• **Task prompt**
Could you write out the records below exactly as they appear, leaving out any pictures?

• **Information supplied**

• • • • •

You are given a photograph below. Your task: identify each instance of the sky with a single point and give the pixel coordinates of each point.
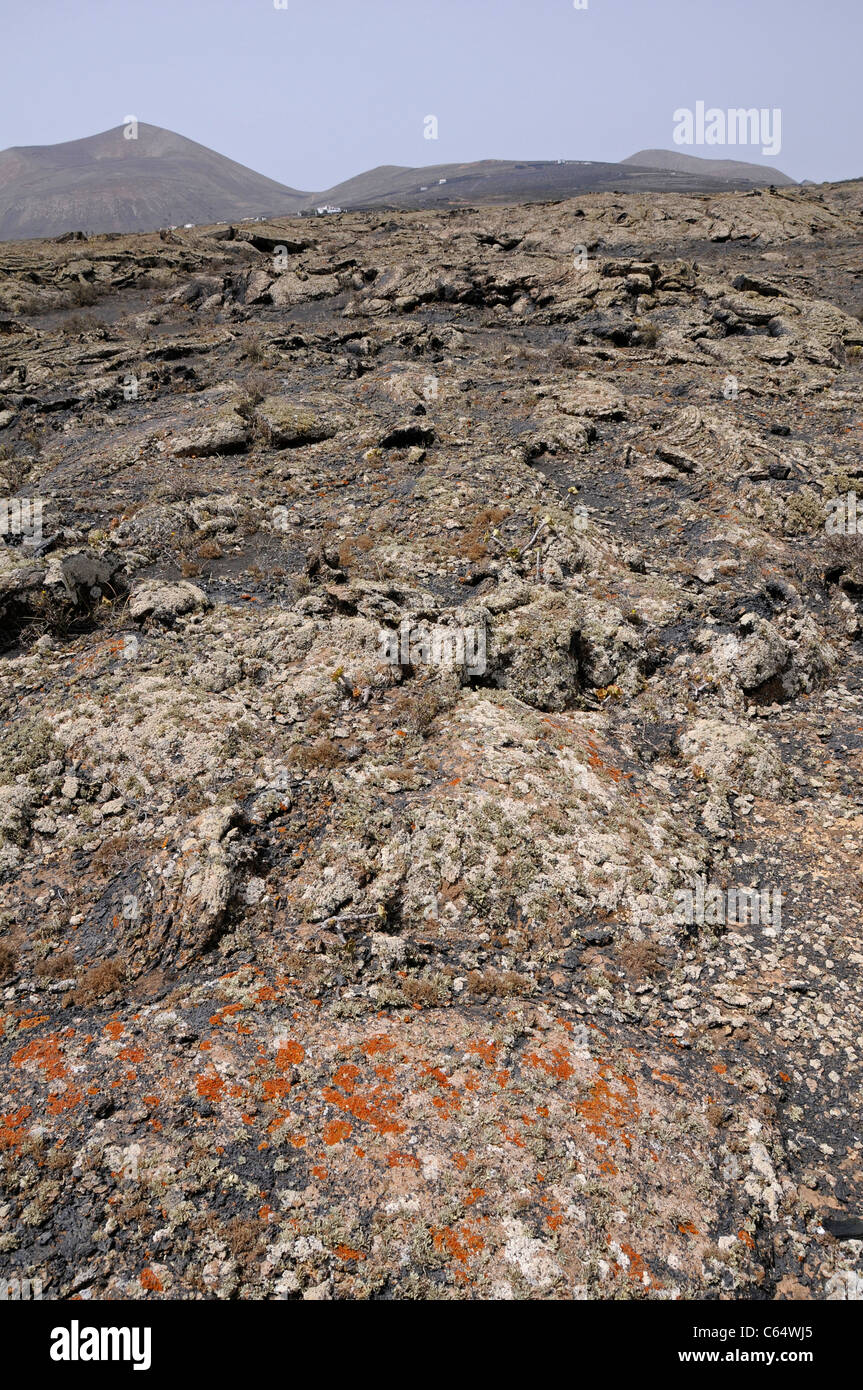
(323, 89)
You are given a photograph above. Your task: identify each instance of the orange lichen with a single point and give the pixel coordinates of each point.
(337, 1130)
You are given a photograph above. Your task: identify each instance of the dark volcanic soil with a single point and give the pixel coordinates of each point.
(334, 976)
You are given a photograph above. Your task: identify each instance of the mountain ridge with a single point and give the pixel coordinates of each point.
(114, 182)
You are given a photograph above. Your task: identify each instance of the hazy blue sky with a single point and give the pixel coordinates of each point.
(324, 89)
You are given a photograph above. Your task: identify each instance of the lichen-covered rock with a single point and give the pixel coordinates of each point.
(164, 602)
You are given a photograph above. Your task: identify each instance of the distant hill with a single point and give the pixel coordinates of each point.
(760, 174)
(111, 184)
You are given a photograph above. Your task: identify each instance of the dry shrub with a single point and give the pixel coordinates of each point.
(641, 958)
(416, 710)
(420, 991)
(321, 754)
(348, 551)
(97, 983)
(496, 982)
(56, 968)
(9, 958)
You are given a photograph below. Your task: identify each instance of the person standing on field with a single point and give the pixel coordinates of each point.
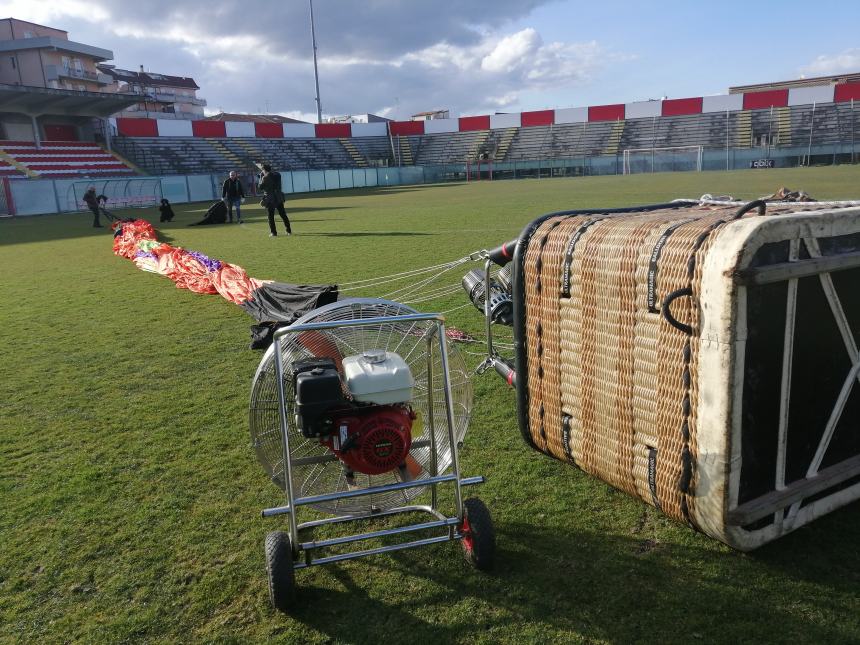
(92, 202)
(270, 184)
(232, 192)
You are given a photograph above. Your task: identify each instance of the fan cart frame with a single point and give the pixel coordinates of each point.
(453, 526)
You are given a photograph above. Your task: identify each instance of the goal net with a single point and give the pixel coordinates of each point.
(670, 159)
(139, 192)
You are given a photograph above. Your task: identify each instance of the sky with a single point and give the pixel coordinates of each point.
(395, 58)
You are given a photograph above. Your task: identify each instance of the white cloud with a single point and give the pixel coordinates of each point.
(847, 61)
(391, 57)
(512, 52)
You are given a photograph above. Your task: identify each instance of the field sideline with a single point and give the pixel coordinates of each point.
(131, 496)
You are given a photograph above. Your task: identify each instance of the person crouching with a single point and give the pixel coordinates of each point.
(166, 211)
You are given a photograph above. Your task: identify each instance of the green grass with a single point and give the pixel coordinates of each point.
(130, 497)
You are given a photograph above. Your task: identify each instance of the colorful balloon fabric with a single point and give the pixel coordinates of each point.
(265, 300)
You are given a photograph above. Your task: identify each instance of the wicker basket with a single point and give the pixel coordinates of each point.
(701, 357)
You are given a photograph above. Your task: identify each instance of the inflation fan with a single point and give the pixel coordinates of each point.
(356, 410)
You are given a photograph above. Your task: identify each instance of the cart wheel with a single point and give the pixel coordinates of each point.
(479, 537)
(279, 570)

• • • • •

• **Exercise solution**
You are given a photograph below. Your task: identify each instance of the sky with a single point and give the pixel coordinates of each point.
(323, 89)
You are given a photograph above. Your task: identify each instance of the orange lichen with a single point and give the pixel coordinates of each point.
(337, 1130)
You are given a photograph above. Your task: identify each instance of the dark volcanic soil with a single point and give the pixel coordinates of each point.
(334, 976)
You are given a photograph above. Your task: identify each instance of the mountain ridge with a single point and give the pixel coordinates of each point.
(114, 182)
You are given a photograph above. Your task: identify each instance of the hazy blue sky with a single point and give the pixel coordinates of each point.
(324, 89)
You are given a photograph above. Your task: identify each instance of the lichen-covered rock with a single point and give the pixel coordinates of each point.
(164, 602)
You are given a photograph above. Your task: identify each instance of the distant hill with a single point and give the pixel coordinates of each point.
(760, 174)
(111, 184)
You are given a photograph above. Your task: identify each instance of the dry shrub with a single point and give the pixel coordinates of each point.
(641, 958)
(416, 710)
(420, 991)
(321, 754)
(348, 551)
(97, 983)
(496, 982)
(56, 968)
(9, 958)
You are given a photograph below. Your task: identify each instance of the person standing on field with a single point and give the pixel coordinates of each point.
(92, 202)
(270, 184)
(232, 192)
You are given a photograph above. Your task: identify each instance of the fan cart frame with a single point and give the pixel coordinates of each point.
(453, 526)
You are given a photograph above. Your task: identify each instance of the goal net with a single point and give the pixel coordinates of each point.
(670, 159)
(139, 192)
You are given a photograph above. Your task: identify each instance of the sky with a single point and give the pixel coordinates of each point.
(395, 58)
You are given a photograph above. Your task: identify each instance of the white cloud with a single point and give the pixel coordinates of each point.
(847, 61)
(391, 57)
(512, 52)
You are given a photograph above. Your task: identify each instance of the field sideline with a single point and give the pixel coordinates of each point.
(131, 496)
You are given a photograph above. Your task: identify each instance of the person crouching with a single point and give the pixel coordinates of each point.
(166, 211)
You are given a photograph above. Your task: identify each instance of the green grass with a single point and give the pixel coordinates of each point.
(130, 497)
You are given a photograph above. Your task: identify each instance of the colorful balloon fabric with a single point and give the pixel coordinates of each point.
(265, 300)
You are given a photograph above. Your task: identify each instance of the wicker basket with a single point and give the pixel coordinates of each point.
(701, 357)
You are given a photograph above. Your task: identify each instance of the inflation fan with a single point and give the pixel coordinates of each point.
(356, 410)
You are given a photograph above. Your task: identify each instance of the cart wheel with a single point and give the pixel coordinates of each point.
(479, 537)
(279, 570)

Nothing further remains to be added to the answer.